Text for analysis:
++++++

Willard-Grace, Rachel; Knox, Margae; Huang, Beatrice; Hammer, Hali; Kivlahan, Coleen; Grumbach, Kevin.
Ann Fam Med; 17(1): 36-41, 2019 01.
Artigo em Inglês | MEDLINE | ID: mdl-30670393

PURPOSE:

Levels of burnout among primary care clinicians and staff are alarmingly high, and there is widespread belief that burnout and lack of employee engagement contribute to high turnover of the workforce. Scant research evidence exists to support this assertion, however.

METHODS:

We conducted a longitudinal cohort study using survey data on burnout and employee engagement collected in 2013 and 2014 from 740 primary care clinicians and staff in 2 San Francisco health systems, matched to employment roster data from 2016.

RESULTS:

Prevalence of burnout, low engagement, and turnover were high, with 53% of both clinicians and staff reporting burnout, only 32% of clinicians and 35% of staff reporting high engagement, and 30% of clinicians and 41% of staff no longer working in primary care in the same system 2 to 3 years later. Burnout predicted clinician turnover (adjusted odds ratio = 1.57; 95% CI, 1.02-2.40); there was also a strong trend whereby low engagement predicted clinician turnover (adjusted odds ratio with high engagement = 0.58; 95% CI, 0.33-1.04). Neither measure significantly predicted turnover for staff.

++++++

[Collected data]

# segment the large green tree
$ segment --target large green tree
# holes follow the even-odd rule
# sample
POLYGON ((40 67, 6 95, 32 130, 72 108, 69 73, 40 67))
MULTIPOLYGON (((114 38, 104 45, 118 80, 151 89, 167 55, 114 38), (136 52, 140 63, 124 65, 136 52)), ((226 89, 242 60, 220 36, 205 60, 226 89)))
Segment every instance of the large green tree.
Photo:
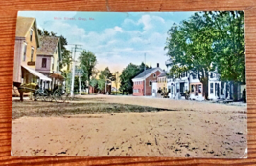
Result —
POLYGON ((194 72, 203 83, 206 98, 209 72, 217 69, 221 80, 243 80, 245 67, 243 19, 239 12, 202 12, 179 25, 174 24, 165 47, 174 64, 169 74, 178 77, 182 72, 194 72))
MULTIPOLYGON (((56 33, 51 31, 49 32, 47 30, 43 29, 40 30, 38 29, 38 34, 40 36, 54 36, 56 37, 56 33)), ((69 71, 69 65, 72 62, 72 57, 70 54, 70 51, 68 51, 66 49, 66 45, 68 44, 67 39, 63 36, 60 35, 60 47, 61 47, 61 56, 62 56, 62 60, 59 62, 59 69, 61 70, 64 66, 67 66, 67 70, 69 71)), ((64 71, 62 71, 62 74, 63 74, 64 71)))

++++++

Task instructions:
**A.** In the abstract on burnout and turnover in primary care, what share of clinicians and staff reported burnout?
**B.** Continue the abstract on burnout and turnover in primary care from its last sentence.
This material is separate from the abstract on burnout and turnover in primary care.

Responses in order:
**A.** 53% of both clinicians and staff reported burnout.

**B.**
CONCLUSIONS:

High rates of burnout and turnover in primary care are compelling problems. Our findings provide evidence that burnout contributes to turnover among primary care clinicians, but not among staff. Although reducing clinician burnout may help to decrease rates of turnover, health care organizations and policymakers concerned about employee turnover in primary care need to understand the multifactorial causes of turnover to develop effective retention strategies for clinicians and staff.